▶ **WORK INSTRUCTIONS**:
1/ Please repeat the life sciences analytics text below word for word, starting at "Data analytics and" and ending at "engineers and analysts.".
2/ Pick up the life sciences analytics text below from where it stops, and continue it.

▶ **DOCUMENT SECTION**:

☆ ☆ ☆

Healthcare and life science organizations generate petabytes of structured and unstructured data, including genomics, clinical trial data, EHR data, medical images, streaming IoT device data and more. By aggregating this data into a health lakehouse, organizations can build a single longitudinal view of patient health that can better inform the development and delivery of new treatments. This Solution Accelerator builds on Smolder, an open-source library for ingesting EHR data in real time, and provides a template for building a health lakehouse on Databricks.
Data analytics and machine learning in life sciences
Solution Accelerators for life sciences
Based on best practices from our work with the leading pharmaceutical and biotech organizations, we’ve developed Solution Accelerators for common analytics and machine learning use cases to save weeks or months of development time for your data scientists, engineers and analysts.
Precision prevention is focused on using data to identify patients at risk of developing a disease and then providing treatments and interventions to reduce that risk. Oftentimes, it’s far easier to prevent a disease than reverse it. This Solution Accelerator makes use of real-world data to help identify patients at risk.

☆ ☆ ☆

▶ **DATA**:
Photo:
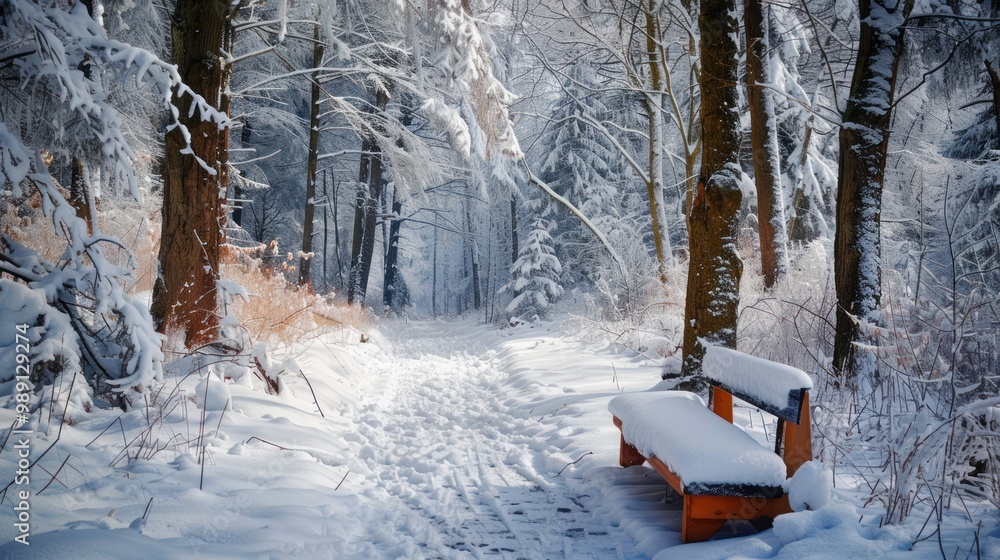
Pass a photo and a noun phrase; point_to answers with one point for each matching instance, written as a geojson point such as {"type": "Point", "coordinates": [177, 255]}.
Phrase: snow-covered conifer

☆ ☆ ☆

▶ **ANSWERS TO THE EXERCISE**:
1/
Data analytics and machine learning in life sciences
Solution Accelerators for life sciences
Based on best practices from our work with the leading pharmaceutical and biotech organizations, we’ve developed Solution Accelerators for common analytics and machine learning use cases to save weeks or months of development time for your data scientists, engineers and analysts.

2/
Automating digital pathology
Modern imaging technologies enable healthcare and life science organizations to rapidly digitize high-resolution pathology slides. These large data sets can be used to build automated diagnostics with machine learning that, in turn, help organizations improve the efficiency and effectiveness of diagnosing and researching disease. This Solution Accelerator provides an automated methodology for rapidly identifying regions of metastases in whole slide images with deep learning.
Genetic association studies
Genome-wide association studies help identify genetic variations that are associated with a particular disease. This information can be used to better detect, treat and prevent chronic conditions such as asthma, cancer, diabetes and heart disease. This Solution Accelerator and open-source project provides a new scalable method for whole genome regressions.